■ **Texto proporcionado**:
-.-.-
La cocina romana pobre pero honrada que conocimos en tiempos de la república se transformó profundamente durante el imperio. Aquellos campesinos romanos, comedores de gachas y potajes de legumbres, en cuanto fueron a más dieron en copiar las exquisiteces de los griegos, que tenían una cultura gastronómica ya formada. Roma, en su simplicidad original, era como un libro en blanco donde cada cocina del imperio podía inscribir sus recetas. De esta maravillosa conjunción, de este sublime sincretismo, salieron muy beneficiados algunos paladares escogidos, aunque también es cierto que hubo mucho hortera y mucho esnob.
-.-.-
■ **Información mostrada**:

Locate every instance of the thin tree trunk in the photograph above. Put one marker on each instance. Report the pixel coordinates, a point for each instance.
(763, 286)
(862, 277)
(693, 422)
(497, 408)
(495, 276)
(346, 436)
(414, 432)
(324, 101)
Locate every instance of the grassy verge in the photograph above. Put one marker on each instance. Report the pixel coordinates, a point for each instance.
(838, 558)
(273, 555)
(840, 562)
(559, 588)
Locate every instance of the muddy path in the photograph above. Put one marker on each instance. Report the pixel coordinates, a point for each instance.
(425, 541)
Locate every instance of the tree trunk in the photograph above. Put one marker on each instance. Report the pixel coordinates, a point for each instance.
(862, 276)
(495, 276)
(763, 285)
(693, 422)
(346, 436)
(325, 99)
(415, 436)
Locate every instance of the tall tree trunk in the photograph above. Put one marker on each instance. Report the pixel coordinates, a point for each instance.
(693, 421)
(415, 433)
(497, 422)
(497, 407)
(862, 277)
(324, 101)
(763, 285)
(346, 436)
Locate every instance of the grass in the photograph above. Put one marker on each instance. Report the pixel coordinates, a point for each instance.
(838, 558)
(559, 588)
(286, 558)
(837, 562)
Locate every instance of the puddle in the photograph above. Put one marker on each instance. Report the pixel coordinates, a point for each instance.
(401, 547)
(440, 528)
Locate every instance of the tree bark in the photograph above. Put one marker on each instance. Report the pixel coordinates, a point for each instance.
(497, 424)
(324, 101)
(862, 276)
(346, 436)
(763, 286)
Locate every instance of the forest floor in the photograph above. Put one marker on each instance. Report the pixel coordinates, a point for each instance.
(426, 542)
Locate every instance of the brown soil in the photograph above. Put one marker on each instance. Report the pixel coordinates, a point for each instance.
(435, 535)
-.-.-
■ **En qué consiste**: Reproduzca literalmente el fragmento del texto sobre la cocina romana que empieza en las palabras "La cocina romana" y termina después de "y mucho esnob.".

■ **La respuesta**:
La cocina romana pobre pero honrada que conocimos en tiempos de la república se transformó profundamente durante el imperio. Aquellos campesinos romanos, comedores de gachas y potajes de legumbres, en cuanto fueron a más dieron en copiar las exquisiteces de los griegos, que tenían una cultura gastronómica ya formada. Roma, en su simplicidad original, era como un libro en blanco donde cada cocina del imperio podía inscribir sus recetas. De esta maravillosa conjunción, de este sublime sincretismo, salieron muy beneficiados algunos paladares escogidos, aunque también es cierto que hubo mucho hortera y mucho esnob.